**WHAT THE TASK ASKS:** Reproduce the lines of the listing below verbatim, starting at the line that contains "Identify one point per instance of the green grass" and ending at the line that contains "Target: green grass slope", including both of those lines.

────────

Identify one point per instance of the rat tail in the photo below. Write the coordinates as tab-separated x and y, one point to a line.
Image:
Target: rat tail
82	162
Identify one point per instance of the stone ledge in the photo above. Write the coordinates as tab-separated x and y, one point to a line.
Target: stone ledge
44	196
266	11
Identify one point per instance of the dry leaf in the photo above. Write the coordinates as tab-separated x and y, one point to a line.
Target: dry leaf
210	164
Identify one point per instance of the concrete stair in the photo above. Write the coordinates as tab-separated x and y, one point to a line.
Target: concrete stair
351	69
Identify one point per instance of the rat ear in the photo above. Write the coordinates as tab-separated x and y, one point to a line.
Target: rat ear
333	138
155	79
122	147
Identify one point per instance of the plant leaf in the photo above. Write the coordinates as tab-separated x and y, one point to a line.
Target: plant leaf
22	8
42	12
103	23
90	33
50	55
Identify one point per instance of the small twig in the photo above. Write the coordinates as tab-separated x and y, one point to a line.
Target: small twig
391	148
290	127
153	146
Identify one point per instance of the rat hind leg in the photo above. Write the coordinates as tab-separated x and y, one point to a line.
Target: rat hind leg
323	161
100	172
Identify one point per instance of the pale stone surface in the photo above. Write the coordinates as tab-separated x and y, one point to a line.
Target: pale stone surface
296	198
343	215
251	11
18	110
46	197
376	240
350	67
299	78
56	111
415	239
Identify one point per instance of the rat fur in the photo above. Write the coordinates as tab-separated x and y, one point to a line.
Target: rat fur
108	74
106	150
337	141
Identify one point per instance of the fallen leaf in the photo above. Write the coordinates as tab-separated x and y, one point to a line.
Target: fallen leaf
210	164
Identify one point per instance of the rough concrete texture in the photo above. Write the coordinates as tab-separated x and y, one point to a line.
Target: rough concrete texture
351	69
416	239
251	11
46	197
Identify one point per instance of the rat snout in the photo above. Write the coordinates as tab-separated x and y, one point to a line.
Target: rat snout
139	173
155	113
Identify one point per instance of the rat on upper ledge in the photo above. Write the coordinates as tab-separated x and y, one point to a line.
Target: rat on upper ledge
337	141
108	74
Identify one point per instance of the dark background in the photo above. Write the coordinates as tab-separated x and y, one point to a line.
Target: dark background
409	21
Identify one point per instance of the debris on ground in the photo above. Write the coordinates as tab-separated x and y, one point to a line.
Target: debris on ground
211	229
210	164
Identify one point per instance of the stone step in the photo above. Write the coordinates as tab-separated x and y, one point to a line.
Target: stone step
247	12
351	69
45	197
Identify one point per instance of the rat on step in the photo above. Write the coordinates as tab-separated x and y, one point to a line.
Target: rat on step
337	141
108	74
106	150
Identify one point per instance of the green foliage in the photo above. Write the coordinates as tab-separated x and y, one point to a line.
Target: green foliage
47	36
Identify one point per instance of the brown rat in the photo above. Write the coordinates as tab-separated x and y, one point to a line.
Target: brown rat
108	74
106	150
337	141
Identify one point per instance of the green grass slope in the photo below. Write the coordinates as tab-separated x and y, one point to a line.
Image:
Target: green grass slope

────────

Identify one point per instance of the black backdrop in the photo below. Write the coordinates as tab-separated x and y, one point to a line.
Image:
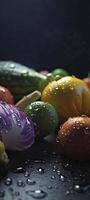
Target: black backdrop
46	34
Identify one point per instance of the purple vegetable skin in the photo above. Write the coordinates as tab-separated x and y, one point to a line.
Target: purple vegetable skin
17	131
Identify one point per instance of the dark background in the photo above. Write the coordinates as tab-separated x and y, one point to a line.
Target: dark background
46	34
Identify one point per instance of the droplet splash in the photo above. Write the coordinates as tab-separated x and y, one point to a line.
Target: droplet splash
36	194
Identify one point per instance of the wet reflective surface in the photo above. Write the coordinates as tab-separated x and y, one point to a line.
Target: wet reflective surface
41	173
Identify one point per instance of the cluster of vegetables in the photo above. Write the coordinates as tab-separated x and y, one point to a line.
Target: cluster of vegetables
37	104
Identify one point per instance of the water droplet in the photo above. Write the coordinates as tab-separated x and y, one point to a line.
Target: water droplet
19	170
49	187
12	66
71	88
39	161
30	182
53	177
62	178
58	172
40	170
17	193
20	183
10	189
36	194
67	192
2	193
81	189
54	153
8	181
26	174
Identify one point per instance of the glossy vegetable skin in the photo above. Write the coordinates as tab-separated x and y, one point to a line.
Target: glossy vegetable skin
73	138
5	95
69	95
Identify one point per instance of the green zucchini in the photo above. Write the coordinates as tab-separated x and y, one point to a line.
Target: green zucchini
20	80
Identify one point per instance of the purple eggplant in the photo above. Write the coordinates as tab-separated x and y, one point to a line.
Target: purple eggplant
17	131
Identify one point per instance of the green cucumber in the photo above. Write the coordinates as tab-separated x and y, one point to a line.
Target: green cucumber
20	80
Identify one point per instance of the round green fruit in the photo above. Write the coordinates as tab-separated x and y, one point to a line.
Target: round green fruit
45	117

────────

**WRITTEN SOLUTION:**
Identify one point per instance of the green grass slope in the photo below. Write the coordinates as tab-separated x and y, one point to a line.
Image:
Target: green grass slope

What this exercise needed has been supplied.